> **Assigned task**:
Set out the listing word for word. End with the line that contains "box: [0, 385, 1300, 849]".

^^^^

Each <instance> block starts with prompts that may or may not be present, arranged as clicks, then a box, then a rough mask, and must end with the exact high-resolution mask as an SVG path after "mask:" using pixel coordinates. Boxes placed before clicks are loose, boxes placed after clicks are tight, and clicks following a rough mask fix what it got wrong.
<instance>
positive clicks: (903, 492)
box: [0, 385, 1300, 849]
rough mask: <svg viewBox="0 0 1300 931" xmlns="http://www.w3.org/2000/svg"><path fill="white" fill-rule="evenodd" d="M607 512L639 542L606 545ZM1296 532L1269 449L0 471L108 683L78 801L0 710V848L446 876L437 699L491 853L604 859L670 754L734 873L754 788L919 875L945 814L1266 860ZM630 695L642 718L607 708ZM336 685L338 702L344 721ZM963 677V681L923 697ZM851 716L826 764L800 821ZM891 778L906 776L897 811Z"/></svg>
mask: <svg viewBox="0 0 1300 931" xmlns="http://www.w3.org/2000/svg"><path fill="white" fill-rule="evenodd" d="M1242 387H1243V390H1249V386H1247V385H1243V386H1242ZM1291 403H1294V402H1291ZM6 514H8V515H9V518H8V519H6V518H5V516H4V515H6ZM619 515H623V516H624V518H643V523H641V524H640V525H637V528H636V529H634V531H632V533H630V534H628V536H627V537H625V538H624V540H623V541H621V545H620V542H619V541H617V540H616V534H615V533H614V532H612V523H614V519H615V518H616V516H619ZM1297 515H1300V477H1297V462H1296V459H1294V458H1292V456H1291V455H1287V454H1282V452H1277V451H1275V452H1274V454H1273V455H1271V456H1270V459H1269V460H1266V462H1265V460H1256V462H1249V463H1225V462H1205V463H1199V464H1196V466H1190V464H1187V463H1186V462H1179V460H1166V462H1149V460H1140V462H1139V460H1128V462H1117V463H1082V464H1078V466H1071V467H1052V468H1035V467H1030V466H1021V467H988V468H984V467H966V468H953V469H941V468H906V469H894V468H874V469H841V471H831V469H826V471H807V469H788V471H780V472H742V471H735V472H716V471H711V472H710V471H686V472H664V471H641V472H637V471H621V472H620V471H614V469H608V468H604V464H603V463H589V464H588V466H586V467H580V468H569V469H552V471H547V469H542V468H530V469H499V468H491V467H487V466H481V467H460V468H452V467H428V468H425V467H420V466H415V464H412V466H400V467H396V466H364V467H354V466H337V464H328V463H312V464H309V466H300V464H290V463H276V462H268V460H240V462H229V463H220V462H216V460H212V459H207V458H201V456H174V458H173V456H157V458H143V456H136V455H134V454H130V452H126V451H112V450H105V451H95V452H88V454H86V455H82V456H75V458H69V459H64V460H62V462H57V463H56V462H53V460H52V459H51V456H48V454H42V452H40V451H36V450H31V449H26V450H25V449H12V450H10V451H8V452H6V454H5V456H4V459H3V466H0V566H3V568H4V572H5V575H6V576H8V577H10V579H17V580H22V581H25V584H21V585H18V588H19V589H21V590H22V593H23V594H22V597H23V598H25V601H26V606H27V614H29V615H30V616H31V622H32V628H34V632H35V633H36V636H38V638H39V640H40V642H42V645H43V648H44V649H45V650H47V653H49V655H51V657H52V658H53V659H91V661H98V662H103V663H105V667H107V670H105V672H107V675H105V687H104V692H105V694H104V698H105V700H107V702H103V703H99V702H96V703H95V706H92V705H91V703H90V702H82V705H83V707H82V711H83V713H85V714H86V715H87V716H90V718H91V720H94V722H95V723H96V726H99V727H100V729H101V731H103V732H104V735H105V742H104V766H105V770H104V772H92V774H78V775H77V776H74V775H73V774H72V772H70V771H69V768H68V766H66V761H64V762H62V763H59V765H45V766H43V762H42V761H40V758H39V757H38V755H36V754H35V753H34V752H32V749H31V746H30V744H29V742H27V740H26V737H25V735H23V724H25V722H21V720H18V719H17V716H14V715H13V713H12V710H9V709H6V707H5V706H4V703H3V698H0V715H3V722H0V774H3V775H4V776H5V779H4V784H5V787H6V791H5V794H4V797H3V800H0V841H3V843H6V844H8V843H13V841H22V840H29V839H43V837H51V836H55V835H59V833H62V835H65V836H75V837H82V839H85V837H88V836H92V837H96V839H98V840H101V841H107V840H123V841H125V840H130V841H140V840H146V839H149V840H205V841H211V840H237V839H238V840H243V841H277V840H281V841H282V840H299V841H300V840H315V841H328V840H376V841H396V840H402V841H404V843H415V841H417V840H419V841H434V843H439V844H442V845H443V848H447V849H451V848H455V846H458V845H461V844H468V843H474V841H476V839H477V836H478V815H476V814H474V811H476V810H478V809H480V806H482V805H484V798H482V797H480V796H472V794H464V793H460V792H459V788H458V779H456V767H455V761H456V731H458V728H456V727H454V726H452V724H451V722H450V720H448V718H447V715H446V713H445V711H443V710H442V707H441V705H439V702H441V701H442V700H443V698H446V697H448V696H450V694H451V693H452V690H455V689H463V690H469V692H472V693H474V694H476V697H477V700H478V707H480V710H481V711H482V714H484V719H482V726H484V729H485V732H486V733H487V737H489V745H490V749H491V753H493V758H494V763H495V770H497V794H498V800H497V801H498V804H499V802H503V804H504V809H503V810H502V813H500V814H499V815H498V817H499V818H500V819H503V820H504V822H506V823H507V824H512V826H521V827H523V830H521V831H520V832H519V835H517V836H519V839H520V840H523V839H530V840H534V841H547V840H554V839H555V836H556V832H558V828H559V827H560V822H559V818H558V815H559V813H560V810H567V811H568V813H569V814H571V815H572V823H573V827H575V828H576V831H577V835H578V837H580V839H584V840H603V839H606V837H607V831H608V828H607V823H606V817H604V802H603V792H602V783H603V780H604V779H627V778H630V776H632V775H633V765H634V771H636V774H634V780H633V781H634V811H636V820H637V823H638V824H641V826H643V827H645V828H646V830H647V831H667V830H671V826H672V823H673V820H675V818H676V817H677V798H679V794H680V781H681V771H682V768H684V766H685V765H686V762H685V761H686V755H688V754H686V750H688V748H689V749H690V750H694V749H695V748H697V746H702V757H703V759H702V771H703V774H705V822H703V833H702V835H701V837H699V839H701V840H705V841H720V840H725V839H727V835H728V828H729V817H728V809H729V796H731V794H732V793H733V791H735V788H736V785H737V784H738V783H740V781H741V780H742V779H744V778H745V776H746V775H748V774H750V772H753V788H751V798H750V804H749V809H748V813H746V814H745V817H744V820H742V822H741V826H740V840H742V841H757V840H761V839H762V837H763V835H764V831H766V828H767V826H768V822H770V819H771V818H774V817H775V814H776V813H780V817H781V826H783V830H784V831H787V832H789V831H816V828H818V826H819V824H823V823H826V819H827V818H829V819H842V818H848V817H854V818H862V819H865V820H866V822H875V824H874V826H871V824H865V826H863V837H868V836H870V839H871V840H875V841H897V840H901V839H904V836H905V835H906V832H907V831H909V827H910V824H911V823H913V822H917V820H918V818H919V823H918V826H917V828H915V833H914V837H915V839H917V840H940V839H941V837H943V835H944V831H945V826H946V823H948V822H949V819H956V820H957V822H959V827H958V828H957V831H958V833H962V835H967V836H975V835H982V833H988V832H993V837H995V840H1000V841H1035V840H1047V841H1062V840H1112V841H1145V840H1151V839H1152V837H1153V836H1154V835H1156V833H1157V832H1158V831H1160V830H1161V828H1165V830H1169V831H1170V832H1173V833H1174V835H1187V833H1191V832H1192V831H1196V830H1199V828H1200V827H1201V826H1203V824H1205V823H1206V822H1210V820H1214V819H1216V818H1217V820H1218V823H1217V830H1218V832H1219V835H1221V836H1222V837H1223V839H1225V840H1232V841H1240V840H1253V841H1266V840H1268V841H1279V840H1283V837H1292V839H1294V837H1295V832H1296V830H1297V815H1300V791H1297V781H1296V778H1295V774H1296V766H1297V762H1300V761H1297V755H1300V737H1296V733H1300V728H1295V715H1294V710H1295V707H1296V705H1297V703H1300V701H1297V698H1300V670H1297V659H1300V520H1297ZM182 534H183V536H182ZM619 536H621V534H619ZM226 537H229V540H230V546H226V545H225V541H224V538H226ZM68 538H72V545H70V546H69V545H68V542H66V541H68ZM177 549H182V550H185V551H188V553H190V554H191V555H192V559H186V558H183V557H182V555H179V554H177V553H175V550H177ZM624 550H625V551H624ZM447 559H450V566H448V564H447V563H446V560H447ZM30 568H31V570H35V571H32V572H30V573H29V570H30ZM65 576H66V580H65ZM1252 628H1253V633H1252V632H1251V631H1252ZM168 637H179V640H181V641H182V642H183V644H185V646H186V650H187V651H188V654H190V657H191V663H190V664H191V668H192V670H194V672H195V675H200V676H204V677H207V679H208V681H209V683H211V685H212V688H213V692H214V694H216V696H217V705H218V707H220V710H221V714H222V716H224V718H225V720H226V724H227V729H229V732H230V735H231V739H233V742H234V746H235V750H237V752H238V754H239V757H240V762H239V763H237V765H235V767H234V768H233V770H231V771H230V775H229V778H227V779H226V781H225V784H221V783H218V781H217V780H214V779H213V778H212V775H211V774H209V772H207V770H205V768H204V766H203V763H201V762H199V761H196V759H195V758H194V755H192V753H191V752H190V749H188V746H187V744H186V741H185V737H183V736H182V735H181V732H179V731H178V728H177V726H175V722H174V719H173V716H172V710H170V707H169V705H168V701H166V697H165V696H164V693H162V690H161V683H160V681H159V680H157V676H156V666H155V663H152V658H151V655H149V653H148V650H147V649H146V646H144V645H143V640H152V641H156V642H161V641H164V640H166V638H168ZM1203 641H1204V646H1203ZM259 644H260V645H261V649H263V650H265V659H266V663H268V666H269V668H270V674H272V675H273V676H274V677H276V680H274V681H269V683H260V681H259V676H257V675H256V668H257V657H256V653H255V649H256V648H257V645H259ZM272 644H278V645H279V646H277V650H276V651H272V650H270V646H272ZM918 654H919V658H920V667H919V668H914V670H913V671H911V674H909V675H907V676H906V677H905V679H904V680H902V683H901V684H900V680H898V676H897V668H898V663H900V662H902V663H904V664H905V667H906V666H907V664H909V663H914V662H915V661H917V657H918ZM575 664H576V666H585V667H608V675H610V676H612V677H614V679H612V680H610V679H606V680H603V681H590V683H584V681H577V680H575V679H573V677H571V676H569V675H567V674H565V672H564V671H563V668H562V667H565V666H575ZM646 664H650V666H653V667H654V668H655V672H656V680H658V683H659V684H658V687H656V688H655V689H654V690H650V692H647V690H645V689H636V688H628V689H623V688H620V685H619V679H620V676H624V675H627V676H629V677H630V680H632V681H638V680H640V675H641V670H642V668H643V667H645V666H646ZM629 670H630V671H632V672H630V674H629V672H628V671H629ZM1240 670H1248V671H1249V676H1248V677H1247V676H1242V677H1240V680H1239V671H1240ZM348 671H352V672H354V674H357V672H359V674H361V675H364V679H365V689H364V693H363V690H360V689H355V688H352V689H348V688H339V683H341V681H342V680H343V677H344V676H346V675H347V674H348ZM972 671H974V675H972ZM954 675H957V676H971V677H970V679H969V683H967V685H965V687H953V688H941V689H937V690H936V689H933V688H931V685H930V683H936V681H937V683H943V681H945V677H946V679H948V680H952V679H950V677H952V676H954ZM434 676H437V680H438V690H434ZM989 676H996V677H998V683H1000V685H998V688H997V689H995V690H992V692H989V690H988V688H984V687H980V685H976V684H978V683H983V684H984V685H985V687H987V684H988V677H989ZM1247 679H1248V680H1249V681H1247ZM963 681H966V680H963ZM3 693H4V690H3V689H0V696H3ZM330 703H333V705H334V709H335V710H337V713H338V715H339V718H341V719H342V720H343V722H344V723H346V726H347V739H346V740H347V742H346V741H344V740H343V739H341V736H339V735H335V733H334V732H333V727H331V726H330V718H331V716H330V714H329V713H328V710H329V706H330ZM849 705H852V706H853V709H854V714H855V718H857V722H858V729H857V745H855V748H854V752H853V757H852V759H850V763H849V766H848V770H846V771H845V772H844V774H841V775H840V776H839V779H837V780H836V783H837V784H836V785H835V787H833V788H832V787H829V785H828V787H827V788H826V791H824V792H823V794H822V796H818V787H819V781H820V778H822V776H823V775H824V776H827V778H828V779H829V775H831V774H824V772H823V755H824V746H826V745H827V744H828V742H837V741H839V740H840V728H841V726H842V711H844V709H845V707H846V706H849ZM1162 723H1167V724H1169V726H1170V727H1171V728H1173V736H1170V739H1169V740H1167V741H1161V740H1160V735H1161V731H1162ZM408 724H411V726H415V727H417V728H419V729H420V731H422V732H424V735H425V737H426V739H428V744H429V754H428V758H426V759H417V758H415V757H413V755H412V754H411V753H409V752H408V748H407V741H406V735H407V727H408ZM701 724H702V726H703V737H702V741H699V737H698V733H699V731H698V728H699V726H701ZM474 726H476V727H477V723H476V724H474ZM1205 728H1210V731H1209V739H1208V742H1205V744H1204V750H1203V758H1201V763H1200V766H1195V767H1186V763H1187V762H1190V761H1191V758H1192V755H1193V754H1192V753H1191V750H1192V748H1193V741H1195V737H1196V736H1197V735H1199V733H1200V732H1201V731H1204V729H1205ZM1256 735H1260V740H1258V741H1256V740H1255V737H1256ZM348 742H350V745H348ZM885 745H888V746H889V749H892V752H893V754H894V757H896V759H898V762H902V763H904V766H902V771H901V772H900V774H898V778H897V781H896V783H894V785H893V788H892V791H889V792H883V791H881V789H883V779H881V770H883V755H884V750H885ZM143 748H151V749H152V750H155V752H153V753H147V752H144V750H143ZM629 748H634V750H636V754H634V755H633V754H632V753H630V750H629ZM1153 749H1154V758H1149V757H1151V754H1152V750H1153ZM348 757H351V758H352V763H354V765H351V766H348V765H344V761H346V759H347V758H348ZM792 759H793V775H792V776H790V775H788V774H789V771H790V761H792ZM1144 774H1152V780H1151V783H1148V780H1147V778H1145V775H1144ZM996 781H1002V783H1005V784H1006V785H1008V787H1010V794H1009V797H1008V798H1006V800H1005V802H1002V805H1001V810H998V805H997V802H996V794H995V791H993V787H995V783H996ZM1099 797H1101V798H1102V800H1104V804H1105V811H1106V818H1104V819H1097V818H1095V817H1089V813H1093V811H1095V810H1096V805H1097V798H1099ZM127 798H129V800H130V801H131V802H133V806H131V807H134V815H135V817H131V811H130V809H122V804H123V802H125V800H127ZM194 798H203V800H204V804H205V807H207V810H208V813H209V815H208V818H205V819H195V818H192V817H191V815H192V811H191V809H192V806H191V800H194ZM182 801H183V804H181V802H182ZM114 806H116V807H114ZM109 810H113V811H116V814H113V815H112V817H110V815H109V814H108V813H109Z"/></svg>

^^^^

> **Answer space**:
Each <instance> block starts with prompts that may or may not be present, arranged as clicks, then a box, then a rough mask, and must end with the exact high-resolution mask as an SVG path after "mask:" using pixel coordinates. Boxes placed before clicks are loose, boxes placed after clicks are tight, and clicks following a rough mask fix what it got wrong.
<instance>
positive clicks: (903, 492)
box: [0, 385, 1300, 849]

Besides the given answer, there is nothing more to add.